YOUR TASK
Copy, word for word, the part of the records that opens with the line containing "the river water." and closes with the line containing "left=508, top=177, right=527, bottom=200", including both of those lines.

┏━━

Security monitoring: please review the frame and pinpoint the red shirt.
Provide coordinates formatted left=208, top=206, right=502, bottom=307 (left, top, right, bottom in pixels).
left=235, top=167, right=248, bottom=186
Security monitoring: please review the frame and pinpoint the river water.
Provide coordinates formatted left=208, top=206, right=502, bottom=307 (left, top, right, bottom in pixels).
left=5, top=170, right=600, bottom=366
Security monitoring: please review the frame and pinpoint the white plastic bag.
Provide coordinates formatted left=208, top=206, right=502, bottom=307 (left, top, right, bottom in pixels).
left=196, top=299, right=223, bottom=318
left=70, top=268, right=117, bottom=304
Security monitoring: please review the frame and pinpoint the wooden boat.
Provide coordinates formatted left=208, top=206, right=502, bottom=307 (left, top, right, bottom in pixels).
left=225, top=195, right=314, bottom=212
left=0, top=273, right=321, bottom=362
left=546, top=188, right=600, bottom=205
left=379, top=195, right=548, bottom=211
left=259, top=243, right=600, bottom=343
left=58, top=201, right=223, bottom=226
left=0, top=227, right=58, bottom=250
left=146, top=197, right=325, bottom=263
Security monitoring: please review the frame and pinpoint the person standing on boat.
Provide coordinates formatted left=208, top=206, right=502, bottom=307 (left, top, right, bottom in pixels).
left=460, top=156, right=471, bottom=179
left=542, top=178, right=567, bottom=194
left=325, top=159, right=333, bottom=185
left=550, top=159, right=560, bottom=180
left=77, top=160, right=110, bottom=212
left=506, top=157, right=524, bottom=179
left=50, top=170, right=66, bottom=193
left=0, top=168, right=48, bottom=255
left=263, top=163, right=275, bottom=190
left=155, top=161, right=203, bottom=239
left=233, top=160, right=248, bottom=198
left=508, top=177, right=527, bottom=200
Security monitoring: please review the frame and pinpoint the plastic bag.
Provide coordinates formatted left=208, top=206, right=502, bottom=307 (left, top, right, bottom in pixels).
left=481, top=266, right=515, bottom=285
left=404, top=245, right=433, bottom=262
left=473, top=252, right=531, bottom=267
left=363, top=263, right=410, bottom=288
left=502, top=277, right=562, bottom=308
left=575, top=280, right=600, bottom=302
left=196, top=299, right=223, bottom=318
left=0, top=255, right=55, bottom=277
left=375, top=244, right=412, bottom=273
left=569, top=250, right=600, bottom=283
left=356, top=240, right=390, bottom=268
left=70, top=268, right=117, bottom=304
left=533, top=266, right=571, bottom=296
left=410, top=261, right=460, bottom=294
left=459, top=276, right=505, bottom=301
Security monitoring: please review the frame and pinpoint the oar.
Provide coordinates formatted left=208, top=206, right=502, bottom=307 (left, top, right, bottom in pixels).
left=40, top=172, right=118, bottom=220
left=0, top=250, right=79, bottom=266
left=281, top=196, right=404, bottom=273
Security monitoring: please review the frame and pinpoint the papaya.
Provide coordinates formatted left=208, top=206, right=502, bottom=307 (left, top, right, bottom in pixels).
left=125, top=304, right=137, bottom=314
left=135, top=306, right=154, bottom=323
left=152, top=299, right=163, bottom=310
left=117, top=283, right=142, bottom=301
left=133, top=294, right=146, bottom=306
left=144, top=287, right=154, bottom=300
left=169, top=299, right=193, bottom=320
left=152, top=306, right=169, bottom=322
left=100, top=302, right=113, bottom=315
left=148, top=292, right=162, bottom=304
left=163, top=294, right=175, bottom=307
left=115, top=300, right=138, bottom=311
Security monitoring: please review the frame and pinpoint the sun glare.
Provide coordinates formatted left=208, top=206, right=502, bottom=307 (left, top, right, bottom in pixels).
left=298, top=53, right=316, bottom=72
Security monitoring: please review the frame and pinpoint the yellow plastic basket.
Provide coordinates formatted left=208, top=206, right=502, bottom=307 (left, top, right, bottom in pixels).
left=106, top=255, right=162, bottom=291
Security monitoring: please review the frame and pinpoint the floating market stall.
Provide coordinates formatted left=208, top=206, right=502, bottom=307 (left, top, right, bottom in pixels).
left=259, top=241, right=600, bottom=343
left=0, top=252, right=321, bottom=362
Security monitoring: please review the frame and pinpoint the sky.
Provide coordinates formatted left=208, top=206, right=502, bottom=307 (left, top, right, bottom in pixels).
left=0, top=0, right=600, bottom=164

┗━━

COMPLETE RESPONSE
Security monitoring: please review the frame and pinpoint the river water.
Provide coordinates formatted left=208, top=206, right=502, bottom=307 (left, top, right, bottom in pixels).
left=5, top=170, right=600, bottom=366
Security monitoring: please review the frame and pinpoint the white plastic bag.
Provide coordinates formatted left=208, top=206, right=502, bottom=307 (left, top, right, bottom in pixels).
left=196, top=299, right=223, bottom=318
left=70, top=268, right=117, bottom=304
Security monitoring: please review the frame and pinpoint the wooden boat.
Provide coordinates formatted left=208, top=206, right=502, bottom=307 (left, top, right, bottom in pixels).
left=225, top=195, right=314, bottom=212
left=0, top=273, right=321, bottom=362
left=546, top=188, right=600, bottom=205
left=379, top=195, right=548, bottom=211
left=259, top=243, right=600, bottom=343
left=58, top=201, right=223, bottom=226
left=0, top=227, right=58, bottom=250
left=146, top=197, right=325, bottom=263
Security monitoring: please review the frame and pinpoint the person standing on boat.
Provide coordinates formatted left=208, top=206, right=502, bottom=307 (left, top, right, bottom in pixels).
left=460, top=156, right=471, bottom=179
left=542, top=178, right=567, bottom=194
left=325, top=159, right=333, bottom=185
left=550, top=159, right=560, bottom=180
left=77, top=160, right=110, bottom=212
left=506, top=157, right=524, bottom=179
left=50, top=170, right=66, bottom=193
left=0, top=168, right=48, bottom=255
left=263, top=163, right=275, bottom=190
left=155, top=161, right=203, bottom=239
left=233, top=160, right=248, bottom=198
left=508, top=177, right=527, bottom=200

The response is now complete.